Monday, March 31, 2014

Some thoughts on Shepherds: 4th Sunday of Lent (Laetare Sunday)


            There is a lot going on in our readings today with great spiritual and theological importance.
            To begin, I would like to share a little bit about one of my best friends—Fr. Albert Wugaa from the Diocese of Navrongo-Bolgatanga, Ghana.  I have had the privilege of going to seminary with him for four years and have visited him twice in Ghana, including on our recent trip.  You know how Fr. Rich and I banter back and forth—Fr. Albert and I are no different.  I call him “Sinner” and he calls me “Madman”!  Please don't tell him I said anything nice about him in public!
            Fr. Albert has an amazing life story.  He was uneducated until age twelve and grew up in the natural religion of his family and community.  He was eventually converted to the Lord through being educated at Catholic school.  What did he do as a child?  He was a shepherd—a great responsibility in his family as the flocks were a source of food and revenue.  And he was only a boy!  I think of what I was doing as a child—I was causing havoc at home and playing Nintendo at my friend’s house.

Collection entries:
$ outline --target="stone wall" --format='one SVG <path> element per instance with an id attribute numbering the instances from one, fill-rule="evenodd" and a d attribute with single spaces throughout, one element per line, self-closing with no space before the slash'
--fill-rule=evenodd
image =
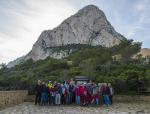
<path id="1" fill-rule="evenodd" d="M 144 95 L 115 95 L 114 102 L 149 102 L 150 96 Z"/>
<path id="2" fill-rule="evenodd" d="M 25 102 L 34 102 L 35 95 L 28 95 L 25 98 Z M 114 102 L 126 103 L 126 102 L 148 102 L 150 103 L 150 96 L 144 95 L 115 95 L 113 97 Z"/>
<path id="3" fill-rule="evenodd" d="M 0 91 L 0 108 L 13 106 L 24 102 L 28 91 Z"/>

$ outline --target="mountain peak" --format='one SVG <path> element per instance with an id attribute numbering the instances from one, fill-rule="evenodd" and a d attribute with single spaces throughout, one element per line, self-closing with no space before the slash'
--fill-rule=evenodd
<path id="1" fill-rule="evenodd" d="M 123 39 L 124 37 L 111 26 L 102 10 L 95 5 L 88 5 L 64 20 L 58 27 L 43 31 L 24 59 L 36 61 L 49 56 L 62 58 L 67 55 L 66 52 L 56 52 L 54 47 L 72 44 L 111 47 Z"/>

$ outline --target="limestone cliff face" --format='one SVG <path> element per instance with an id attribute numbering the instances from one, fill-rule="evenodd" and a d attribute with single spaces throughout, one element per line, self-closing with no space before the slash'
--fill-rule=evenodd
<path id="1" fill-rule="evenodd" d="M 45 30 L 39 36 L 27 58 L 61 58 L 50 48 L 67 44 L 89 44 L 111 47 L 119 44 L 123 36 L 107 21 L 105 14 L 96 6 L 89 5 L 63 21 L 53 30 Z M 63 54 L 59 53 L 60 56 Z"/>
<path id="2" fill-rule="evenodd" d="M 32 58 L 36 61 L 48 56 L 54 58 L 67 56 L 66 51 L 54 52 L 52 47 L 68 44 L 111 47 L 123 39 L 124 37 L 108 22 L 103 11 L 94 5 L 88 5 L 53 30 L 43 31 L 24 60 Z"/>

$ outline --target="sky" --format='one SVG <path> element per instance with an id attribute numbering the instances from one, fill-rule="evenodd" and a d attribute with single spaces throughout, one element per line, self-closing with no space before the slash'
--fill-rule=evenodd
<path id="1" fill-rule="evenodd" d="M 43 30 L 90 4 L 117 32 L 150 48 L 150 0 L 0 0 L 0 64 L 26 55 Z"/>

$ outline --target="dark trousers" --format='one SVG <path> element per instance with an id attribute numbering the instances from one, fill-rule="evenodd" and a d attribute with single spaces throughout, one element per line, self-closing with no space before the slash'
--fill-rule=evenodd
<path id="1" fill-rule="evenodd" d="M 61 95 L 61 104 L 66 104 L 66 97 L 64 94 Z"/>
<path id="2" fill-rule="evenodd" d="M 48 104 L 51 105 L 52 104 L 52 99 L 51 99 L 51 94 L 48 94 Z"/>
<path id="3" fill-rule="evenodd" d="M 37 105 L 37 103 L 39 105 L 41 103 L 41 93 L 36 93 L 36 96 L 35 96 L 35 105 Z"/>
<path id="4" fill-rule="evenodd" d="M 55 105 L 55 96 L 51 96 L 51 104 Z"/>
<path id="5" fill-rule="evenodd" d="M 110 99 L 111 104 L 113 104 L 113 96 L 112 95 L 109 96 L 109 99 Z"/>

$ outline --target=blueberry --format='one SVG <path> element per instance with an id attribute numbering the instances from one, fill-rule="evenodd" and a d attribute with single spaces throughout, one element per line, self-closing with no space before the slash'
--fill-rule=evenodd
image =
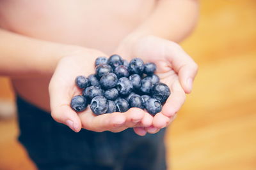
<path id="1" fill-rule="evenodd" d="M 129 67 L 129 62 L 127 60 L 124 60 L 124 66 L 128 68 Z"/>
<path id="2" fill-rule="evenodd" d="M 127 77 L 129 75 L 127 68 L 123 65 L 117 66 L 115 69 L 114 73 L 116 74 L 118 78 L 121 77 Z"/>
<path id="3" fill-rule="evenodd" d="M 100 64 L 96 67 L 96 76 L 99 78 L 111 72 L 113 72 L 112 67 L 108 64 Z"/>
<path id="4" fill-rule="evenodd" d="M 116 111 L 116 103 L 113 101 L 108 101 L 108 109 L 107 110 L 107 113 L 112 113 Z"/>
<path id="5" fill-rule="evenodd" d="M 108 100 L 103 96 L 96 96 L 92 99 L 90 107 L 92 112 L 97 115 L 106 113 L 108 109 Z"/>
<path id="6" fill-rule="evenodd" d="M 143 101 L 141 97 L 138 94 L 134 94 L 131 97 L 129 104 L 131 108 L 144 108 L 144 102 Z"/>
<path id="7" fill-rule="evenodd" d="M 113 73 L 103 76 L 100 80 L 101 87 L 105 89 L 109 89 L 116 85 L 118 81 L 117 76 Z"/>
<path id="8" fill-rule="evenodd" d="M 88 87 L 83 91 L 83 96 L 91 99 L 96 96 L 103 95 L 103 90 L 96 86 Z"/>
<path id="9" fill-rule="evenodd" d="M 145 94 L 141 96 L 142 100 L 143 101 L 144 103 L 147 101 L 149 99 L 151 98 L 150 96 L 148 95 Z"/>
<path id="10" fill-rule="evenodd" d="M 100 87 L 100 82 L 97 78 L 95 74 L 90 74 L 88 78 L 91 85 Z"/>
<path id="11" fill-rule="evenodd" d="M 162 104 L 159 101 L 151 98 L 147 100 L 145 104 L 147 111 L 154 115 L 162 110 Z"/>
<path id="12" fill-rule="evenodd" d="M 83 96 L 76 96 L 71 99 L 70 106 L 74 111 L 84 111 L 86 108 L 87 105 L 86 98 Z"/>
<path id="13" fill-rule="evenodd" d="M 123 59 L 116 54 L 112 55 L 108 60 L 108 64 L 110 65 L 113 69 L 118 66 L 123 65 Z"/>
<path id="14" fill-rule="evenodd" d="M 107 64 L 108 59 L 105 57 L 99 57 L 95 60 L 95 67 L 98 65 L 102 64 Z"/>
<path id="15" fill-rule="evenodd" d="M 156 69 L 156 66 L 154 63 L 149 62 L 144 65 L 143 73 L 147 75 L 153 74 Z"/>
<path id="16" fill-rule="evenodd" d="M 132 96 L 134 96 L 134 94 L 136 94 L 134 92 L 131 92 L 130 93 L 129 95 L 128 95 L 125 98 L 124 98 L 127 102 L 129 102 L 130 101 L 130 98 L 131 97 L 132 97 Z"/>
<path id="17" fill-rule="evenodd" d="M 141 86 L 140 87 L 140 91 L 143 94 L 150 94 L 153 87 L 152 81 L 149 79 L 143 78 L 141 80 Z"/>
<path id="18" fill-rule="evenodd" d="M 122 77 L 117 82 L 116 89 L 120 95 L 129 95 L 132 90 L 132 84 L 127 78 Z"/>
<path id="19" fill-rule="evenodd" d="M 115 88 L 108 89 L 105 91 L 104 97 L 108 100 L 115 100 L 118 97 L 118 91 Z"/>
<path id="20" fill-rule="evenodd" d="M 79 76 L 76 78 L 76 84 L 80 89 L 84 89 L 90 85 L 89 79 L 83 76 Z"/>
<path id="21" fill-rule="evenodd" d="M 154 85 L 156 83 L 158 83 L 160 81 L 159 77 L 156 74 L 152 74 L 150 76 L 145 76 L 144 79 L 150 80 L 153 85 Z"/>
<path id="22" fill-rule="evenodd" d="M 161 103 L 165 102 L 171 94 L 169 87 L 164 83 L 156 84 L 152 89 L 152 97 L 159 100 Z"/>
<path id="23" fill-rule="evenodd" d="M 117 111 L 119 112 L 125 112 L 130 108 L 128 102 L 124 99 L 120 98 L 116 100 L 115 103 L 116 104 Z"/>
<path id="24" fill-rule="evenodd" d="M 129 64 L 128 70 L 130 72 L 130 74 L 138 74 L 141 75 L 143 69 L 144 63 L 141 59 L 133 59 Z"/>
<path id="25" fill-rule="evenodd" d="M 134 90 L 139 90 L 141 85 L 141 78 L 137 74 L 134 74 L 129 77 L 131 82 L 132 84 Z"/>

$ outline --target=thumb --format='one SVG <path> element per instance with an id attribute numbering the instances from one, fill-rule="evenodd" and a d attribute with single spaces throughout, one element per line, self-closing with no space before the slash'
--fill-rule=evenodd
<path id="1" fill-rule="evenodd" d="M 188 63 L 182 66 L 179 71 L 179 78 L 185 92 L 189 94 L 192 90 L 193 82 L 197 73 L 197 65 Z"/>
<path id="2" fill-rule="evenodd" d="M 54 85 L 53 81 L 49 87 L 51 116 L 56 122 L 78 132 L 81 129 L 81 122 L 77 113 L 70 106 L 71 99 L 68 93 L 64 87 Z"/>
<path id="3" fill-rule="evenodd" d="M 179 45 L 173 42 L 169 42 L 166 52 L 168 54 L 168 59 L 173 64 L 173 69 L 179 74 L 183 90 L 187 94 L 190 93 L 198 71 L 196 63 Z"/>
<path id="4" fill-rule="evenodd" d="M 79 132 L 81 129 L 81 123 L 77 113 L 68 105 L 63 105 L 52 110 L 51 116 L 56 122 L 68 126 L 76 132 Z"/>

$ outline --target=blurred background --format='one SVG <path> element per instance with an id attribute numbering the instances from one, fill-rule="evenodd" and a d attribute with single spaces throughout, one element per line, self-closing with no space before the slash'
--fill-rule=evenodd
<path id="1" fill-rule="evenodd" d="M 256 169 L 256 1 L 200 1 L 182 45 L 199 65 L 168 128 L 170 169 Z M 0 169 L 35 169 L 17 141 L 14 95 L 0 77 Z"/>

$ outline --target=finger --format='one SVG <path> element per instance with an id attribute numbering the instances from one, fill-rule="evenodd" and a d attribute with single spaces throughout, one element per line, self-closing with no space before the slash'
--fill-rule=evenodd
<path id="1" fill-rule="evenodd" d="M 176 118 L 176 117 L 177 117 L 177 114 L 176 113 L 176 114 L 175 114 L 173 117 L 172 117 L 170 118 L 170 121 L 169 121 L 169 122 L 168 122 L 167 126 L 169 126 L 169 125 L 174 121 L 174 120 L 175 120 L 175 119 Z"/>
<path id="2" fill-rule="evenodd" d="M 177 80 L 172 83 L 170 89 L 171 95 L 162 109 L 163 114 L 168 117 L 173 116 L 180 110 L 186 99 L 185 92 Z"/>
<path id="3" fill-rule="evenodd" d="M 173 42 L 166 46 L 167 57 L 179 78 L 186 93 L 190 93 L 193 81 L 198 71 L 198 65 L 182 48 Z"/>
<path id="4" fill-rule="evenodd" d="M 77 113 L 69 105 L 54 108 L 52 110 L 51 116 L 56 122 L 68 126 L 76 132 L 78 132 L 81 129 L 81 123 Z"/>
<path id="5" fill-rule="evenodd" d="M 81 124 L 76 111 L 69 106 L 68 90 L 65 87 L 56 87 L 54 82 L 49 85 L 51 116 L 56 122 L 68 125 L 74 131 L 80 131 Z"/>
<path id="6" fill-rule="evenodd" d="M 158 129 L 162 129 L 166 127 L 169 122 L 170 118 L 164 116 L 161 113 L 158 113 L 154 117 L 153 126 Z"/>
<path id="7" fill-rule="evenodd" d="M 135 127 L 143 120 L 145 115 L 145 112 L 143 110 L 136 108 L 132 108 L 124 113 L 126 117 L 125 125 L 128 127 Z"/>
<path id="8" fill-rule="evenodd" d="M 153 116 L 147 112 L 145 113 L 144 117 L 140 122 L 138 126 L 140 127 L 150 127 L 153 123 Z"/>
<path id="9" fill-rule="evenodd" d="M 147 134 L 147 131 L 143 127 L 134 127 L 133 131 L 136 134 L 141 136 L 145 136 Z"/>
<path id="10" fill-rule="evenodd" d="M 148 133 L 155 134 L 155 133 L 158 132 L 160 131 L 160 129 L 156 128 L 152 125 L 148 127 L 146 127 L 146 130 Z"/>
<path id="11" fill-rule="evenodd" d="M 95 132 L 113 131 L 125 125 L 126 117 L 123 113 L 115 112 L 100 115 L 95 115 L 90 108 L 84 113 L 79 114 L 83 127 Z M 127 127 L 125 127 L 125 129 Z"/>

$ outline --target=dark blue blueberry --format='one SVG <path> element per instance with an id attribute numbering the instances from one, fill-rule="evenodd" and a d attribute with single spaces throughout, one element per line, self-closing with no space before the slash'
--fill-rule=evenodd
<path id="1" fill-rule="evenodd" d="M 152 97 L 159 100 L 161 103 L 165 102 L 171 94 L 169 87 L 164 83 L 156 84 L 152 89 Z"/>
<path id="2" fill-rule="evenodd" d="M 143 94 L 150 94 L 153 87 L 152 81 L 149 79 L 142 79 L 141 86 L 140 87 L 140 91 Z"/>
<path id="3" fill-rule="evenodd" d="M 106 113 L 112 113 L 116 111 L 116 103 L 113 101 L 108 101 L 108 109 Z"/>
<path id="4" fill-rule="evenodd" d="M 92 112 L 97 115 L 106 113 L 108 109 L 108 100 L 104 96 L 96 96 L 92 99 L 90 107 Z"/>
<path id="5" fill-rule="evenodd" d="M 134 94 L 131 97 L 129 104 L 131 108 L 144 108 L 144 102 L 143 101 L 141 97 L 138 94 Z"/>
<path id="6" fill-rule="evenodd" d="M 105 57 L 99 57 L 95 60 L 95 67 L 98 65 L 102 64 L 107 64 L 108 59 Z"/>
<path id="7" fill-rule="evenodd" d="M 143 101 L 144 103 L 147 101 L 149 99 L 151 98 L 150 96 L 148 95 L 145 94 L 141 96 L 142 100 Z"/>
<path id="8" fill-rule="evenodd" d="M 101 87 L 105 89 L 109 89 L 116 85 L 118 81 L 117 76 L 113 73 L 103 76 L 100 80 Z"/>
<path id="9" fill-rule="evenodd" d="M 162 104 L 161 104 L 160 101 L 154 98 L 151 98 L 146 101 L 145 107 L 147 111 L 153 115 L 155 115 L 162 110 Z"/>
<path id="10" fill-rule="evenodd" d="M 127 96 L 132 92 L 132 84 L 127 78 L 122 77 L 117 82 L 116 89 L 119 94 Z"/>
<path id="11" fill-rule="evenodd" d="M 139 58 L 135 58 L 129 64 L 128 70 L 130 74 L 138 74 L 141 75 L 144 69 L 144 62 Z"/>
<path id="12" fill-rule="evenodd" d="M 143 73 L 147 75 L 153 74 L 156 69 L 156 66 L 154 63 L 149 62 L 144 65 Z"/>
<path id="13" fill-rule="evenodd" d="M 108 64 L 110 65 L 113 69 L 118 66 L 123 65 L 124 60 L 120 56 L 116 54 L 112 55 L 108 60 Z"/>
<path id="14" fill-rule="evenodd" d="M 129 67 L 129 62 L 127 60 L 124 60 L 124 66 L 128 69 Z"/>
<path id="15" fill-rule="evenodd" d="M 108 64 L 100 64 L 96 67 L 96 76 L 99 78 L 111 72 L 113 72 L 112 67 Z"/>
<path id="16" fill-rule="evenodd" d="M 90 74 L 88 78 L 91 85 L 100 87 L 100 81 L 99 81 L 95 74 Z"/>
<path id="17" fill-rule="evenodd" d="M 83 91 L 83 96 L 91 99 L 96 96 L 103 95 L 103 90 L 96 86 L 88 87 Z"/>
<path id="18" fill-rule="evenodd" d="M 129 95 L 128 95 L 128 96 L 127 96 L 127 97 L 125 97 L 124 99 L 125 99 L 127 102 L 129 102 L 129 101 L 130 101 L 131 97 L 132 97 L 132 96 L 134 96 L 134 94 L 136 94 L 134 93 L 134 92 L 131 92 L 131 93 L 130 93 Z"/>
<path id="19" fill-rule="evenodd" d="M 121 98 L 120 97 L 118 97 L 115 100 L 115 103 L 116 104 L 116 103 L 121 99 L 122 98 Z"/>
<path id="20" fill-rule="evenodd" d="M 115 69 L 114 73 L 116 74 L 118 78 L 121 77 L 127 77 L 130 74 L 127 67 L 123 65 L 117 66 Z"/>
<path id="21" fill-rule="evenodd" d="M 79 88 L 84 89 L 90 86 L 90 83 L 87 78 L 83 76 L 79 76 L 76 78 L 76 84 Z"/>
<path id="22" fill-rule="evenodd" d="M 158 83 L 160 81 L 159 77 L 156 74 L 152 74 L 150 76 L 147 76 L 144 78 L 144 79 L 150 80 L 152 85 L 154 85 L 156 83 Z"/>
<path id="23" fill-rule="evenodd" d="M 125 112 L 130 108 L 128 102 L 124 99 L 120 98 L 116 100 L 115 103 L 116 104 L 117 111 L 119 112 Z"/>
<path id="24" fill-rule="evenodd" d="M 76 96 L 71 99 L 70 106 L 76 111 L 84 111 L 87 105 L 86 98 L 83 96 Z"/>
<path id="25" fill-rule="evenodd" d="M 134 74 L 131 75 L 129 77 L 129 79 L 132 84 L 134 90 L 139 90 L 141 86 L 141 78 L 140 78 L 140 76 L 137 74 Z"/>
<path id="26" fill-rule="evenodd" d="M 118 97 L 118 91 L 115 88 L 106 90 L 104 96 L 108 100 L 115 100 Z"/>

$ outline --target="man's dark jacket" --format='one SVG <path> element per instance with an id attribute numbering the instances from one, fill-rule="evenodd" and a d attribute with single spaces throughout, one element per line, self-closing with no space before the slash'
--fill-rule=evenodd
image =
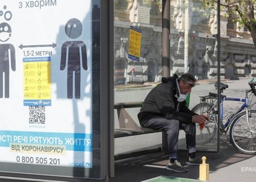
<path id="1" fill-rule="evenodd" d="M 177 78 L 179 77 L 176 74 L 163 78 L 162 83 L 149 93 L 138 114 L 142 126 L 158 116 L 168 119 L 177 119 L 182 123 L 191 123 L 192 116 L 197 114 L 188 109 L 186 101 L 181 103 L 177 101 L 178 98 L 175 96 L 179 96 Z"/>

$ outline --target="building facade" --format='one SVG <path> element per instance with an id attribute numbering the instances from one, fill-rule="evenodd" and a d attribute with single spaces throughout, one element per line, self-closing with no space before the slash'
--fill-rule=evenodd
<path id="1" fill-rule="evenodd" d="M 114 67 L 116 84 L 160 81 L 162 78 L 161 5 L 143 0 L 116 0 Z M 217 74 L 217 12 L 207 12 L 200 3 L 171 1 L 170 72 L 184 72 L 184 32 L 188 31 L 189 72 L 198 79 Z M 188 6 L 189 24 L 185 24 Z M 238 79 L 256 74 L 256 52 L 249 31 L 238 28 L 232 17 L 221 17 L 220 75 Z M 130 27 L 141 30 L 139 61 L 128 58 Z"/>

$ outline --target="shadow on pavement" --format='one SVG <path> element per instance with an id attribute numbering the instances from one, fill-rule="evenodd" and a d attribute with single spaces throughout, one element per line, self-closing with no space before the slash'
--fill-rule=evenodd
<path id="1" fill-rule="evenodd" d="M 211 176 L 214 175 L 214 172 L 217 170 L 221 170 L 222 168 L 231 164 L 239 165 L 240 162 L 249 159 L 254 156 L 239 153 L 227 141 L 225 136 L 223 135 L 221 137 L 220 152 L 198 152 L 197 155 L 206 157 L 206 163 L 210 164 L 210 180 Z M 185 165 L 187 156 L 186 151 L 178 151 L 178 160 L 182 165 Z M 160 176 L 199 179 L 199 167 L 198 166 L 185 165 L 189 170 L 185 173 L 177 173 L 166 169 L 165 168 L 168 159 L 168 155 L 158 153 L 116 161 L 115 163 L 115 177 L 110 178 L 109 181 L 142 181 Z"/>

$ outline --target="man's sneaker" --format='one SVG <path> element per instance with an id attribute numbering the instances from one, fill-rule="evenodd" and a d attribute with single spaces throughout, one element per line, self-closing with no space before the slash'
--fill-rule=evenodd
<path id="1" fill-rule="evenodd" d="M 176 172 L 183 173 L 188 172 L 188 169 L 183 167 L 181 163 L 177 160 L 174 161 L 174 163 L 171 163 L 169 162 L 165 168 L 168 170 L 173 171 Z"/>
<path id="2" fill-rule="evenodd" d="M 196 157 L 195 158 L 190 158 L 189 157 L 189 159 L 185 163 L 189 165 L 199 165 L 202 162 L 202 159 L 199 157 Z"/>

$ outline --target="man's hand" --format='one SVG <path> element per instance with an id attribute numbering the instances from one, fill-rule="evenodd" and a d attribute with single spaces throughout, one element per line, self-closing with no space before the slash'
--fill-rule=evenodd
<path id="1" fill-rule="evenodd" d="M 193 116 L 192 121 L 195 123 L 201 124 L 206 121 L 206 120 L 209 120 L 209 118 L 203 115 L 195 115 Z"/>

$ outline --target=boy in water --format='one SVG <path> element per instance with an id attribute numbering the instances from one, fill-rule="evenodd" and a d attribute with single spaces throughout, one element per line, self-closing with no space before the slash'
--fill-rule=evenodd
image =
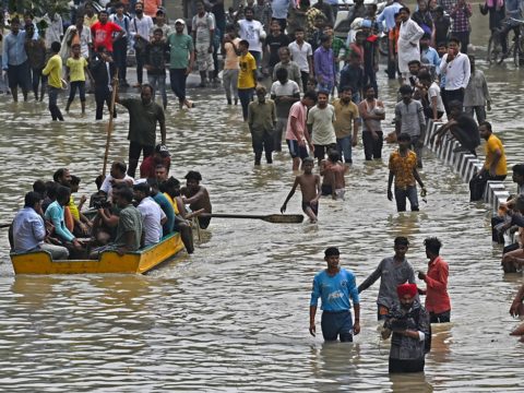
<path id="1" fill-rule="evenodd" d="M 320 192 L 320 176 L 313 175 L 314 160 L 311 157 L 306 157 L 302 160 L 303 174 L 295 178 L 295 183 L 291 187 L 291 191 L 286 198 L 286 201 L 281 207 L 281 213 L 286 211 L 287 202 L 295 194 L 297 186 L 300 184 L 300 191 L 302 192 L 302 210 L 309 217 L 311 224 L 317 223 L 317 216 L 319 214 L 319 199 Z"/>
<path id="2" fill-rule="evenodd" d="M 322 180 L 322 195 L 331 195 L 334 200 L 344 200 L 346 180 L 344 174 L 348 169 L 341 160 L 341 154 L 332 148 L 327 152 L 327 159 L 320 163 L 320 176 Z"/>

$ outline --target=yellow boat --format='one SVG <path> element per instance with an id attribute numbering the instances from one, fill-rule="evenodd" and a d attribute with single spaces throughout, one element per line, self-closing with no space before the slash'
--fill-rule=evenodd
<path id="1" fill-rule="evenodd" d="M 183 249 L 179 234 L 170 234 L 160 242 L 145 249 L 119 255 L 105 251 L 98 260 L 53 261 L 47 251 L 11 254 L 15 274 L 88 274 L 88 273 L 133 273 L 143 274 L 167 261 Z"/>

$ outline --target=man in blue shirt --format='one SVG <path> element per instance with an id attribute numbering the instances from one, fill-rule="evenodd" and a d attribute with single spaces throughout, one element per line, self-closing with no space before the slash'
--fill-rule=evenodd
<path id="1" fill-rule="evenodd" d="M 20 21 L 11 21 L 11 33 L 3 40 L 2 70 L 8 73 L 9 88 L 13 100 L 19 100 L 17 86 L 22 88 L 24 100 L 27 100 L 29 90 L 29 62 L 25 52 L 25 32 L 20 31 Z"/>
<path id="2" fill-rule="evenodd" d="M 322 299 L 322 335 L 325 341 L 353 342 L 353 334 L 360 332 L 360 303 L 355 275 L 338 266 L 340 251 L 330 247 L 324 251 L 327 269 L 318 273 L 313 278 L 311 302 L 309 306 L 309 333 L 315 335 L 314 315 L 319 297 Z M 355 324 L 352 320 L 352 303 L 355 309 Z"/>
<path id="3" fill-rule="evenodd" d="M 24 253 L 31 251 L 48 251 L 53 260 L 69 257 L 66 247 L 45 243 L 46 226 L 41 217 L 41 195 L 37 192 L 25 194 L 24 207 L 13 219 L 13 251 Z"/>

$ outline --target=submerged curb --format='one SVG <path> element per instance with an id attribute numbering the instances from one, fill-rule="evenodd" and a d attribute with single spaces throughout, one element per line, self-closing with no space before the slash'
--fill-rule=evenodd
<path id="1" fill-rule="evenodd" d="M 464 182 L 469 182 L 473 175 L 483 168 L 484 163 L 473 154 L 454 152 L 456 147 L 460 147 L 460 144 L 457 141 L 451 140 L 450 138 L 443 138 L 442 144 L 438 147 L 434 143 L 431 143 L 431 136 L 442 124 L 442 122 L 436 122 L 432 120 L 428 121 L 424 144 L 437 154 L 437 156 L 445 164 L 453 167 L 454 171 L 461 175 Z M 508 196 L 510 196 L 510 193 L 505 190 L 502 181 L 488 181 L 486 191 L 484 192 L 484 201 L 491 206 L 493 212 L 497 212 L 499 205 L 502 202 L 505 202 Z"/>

--- Given instruction A ---
Check each statement against the reflection on shepherds and answer yes or no, quoting the deciding words: (i) Fr. Albert was uneducated until age twelve. (ii) The writer has visited Fr. Albert in Ghana three times. (iii) Fr. Albert calls the writer "Sinner."
--- Given instruction B ---
From the reflection on shepherds, quote the part that opens with the words containing "Fr. Albert has" and closes with "my friend’s house.".
The lines above can be set aside.

--- Solution A ---
(i) Yes: "He was uneducated until age twelve"
(ii) No: "have visited him twice in Ghana"
(iii) No: "I call him “Sinner” and he calls me “Madman”!"

--- Solution B ---
Fr. Albert has an amazing life story.  He was uneducated until age twelve and grew up in the natural religion of his family and community.  He was eventually converted to the Lord through being educated at Catholic school.  What did he do as a child?  He was a shepherd—a great responsibility in his family as the flocks were a source of food and revenue.  And he was only a boy!  I think of what I was doing as a child—I was causing havoc at home and playing Nintendo at my friend’s house.